Required work
Can you give the lines from the one containing "If you would be willing to indicate the wooden fence" through the last line as a numbered list, leaving out blank lines and pictures?
----------
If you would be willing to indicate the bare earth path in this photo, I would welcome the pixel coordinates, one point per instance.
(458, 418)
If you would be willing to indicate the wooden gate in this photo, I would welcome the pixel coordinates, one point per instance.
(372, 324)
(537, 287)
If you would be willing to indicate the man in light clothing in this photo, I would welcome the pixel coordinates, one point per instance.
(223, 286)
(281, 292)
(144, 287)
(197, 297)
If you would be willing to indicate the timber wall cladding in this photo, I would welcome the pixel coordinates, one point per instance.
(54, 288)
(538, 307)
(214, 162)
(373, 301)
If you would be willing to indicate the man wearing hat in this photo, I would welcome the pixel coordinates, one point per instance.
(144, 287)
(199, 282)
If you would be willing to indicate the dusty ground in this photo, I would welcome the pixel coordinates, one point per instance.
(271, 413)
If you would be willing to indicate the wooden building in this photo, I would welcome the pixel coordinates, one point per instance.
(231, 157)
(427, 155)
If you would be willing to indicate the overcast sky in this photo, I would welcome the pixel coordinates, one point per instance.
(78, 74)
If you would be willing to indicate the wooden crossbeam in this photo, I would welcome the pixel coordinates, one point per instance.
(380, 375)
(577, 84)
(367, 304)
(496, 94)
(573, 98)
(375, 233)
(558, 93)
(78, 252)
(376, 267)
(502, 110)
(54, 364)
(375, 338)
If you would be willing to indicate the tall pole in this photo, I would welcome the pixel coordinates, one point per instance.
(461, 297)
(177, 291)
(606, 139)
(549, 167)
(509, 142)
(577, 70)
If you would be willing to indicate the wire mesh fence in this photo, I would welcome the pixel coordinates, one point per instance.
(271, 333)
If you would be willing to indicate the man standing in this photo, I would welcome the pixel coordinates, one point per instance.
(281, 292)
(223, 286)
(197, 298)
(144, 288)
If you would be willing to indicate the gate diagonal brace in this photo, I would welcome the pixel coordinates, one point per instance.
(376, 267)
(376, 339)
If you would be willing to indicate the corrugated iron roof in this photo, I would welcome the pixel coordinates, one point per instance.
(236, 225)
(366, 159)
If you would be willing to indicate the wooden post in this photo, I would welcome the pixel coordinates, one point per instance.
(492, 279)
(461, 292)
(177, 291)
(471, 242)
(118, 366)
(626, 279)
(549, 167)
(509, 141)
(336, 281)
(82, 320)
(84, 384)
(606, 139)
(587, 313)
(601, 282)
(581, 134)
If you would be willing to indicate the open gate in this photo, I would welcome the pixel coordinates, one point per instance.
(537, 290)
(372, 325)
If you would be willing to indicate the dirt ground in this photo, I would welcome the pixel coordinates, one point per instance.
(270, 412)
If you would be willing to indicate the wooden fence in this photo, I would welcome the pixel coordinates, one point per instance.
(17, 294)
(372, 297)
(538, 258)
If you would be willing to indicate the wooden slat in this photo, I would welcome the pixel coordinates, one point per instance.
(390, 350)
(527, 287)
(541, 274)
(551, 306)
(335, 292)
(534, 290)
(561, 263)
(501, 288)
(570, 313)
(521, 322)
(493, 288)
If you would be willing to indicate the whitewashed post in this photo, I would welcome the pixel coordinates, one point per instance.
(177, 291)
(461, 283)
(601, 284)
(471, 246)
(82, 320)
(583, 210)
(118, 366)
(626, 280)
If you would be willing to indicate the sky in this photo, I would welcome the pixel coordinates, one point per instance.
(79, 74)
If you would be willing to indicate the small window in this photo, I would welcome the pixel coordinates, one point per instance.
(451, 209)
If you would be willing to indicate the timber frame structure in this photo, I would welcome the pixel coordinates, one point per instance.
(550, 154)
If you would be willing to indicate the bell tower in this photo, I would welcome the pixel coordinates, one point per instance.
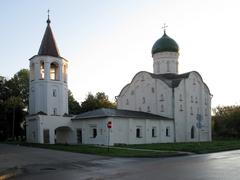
----------
Complete answer
1. If you would be willing to indicate the wooden fence in this photo, I would welcome the pixel coordinates, one point per instance.
2. (17, 294)
3. (372, 297)
4. (538, 258)
5. If you would be willing to indicate the wooden slat in this photo, I would welcome the pixel coordinates, one point per instance.
6. (390, 350)
7. (527, 287)
8. (541, 274)
9. (551, 306)
10. (335, 292)
11. (534, 290)
12. (561, 263)
13. (501, 288)
14. (570, 313)
15. (521, 322)
16. (493, 288)
17. If you would be willing to indicate the whitewashed post in this photo, I would welcome the pixel coordinates, one point per instance.
18. (177, 291)
19. (461, 283)
20. (601, 284)
21. (471, 246)
22. (82, 320)
23. (583, 210)
24. (118, 366)
25. (626, 280)
26. If you would be willing to indicate the sky in this photo, I would welcome the pixel coordinates, one point per instance.
27. (79, 74)
28. If you would be willing to indicate the small window in this photo, I would welcome the pixel coordinates, one point per instance.
29. (451, 209)
30. If you would be willing to indicate the timber frame structure in this photo, I would welcome the pixel coordinates, one point per instance.
31. (550, 154)
32. If you would be willing to indicate the bell tower in this photo, I would welcome the pixel coordinates, one point per instance.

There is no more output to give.